> Directions for this task:
From the entries below, work out the number of lines that hold the word "foliage", and give that number alone.

> Provided information:
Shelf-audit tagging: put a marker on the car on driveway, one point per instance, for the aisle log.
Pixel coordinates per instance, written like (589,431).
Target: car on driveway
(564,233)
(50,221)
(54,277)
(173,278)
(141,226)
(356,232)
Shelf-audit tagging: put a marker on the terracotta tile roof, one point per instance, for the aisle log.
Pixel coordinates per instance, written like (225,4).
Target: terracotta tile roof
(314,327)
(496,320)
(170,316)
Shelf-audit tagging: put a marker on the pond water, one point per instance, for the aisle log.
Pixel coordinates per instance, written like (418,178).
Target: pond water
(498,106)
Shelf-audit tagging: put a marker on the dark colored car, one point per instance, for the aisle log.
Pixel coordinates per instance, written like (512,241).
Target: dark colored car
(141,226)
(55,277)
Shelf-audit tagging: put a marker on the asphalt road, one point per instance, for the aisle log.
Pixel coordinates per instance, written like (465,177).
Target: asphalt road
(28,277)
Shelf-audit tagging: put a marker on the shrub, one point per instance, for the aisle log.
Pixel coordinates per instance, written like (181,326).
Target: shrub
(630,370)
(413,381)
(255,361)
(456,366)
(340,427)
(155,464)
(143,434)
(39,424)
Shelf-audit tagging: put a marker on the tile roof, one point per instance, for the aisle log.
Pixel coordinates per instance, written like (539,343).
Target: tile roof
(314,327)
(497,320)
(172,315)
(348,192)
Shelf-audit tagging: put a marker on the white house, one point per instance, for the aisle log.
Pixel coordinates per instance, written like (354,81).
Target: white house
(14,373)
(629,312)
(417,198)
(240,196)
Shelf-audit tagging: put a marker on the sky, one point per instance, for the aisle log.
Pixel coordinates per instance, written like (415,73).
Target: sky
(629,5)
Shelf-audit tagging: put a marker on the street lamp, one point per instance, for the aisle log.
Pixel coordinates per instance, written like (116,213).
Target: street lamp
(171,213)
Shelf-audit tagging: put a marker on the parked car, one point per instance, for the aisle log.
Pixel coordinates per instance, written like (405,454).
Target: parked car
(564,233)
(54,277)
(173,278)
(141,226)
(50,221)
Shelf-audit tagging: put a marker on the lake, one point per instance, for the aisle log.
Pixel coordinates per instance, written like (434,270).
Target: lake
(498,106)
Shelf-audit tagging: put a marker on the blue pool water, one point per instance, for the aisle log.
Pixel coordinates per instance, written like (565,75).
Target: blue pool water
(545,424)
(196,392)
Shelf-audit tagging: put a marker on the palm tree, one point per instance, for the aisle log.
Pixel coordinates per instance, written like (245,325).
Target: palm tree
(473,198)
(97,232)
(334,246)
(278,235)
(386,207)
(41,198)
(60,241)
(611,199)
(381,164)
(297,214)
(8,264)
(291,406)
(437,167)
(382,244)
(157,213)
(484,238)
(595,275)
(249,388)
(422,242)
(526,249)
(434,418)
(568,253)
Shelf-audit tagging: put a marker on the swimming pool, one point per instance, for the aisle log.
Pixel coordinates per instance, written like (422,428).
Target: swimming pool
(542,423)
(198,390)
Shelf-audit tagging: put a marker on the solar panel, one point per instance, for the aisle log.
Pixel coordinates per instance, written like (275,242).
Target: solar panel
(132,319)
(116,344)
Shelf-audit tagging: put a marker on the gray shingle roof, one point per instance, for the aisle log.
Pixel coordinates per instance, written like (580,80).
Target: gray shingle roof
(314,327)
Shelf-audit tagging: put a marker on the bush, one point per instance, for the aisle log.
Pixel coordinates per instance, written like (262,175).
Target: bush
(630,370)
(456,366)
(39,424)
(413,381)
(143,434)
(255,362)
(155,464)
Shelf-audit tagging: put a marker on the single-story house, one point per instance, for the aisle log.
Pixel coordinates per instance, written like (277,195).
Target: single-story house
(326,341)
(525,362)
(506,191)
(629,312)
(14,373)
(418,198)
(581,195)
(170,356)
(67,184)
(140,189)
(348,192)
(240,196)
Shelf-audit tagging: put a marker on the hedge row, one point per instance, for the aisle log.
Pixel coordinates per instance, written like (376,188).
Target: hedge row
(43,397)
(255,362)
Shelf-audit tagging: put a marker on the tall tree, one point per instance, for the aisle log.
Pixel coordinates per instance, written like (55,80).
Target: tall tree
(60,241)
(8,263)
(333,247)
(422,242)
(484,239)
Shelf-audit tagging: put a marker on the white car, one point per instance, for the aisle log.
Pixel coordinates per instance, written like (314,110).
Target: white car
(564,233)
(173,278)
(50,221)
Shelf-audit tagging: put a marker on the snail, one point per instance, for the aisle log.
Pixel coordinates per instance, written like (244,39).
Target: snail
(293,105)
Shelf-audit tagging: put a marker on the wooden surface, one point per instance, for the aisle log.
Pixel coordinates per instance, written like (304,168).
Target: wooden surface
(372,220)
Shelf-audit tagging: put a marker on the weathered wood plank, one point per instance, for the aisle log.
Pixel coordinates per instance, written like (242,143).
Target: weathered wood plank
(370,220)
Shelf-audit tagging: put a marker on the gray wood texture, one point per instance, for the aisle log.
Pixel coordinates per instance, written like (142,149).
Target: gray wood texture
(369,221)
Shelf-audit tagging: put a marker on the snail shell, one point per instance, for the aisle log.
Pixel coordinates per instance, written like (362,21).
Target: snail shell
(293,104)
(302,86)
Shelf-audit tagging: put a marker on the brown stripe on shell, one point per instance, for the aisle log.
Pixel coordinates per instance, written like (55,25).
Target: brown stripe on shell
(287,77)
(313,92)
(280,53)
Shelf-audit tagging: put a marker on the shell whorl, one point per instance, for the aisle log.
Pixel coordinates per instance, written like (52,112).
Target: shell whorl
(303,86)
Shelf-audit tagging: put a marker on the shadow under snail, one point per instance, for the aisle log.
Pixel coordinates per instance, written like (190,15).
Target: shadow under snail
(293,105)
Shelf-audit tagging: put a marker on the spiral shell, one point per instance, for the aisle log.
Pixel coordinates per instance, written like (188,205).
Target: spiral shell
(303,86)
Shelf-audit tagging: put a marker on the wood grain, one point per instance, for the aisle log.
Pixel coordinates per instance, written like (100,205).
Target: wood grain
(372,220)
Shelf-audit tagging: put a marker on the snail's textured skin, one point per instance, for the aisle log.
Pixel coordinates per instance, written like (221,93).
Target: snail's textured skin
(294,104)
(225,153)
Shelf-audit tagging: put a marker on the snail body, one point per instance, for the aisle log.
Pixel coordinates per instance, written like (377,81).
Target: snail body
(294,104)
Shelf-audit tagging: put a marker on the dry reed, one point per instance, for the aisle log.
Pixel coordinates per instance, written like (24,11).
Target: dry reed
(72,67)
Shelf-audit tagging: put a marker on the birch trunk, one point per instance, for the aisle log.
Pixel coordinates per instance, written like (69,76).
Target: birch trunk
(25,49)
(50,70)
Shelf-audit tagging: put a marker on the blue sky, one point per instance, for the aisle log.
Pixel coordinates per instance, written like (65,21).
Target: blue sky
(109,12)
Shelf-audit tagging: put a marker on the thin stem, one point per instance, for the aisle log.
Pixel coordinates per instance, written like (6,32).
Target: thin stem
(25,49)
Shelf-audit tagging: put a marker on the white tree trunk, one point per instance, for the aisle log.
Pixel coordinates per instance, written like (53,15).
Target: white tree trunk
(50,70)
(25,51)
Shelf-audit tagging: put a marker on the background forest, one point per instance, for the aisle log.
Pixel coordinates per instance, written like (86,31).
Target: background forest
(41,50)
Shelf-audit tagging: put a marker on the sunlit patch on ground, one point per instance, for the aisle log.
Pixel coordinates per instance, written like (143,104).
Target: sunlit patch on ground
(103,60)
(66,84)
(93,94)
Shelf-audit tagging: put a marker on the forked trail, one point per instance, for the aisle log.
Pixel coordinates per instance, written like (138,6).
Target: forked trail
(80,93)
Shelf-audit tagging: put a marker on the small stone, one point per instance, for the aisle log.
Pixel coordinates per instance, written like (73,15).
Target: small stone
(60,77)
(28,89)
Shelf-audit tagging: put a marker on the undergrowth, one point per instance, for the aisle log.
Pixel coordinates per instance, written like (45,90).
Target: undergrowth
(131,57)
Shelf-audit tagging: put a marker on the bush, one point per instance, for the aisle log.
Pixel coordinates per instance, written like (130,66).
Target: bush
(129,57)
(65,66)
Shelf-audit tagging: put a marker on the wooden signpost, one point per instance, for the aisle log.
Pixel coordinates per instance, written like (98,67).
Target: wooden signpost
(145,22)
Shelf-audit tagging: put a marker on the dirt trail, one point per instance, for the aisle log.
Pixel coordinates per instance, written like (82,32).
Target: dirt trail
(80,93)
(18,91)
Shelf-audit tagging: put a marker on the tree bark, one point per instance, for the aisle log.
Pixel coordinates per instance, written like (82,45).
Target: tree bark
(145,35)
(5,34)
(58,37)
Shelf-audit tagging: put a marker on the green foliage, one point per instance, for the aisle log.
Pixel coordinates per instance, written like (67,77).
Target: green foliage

> Task answer:
2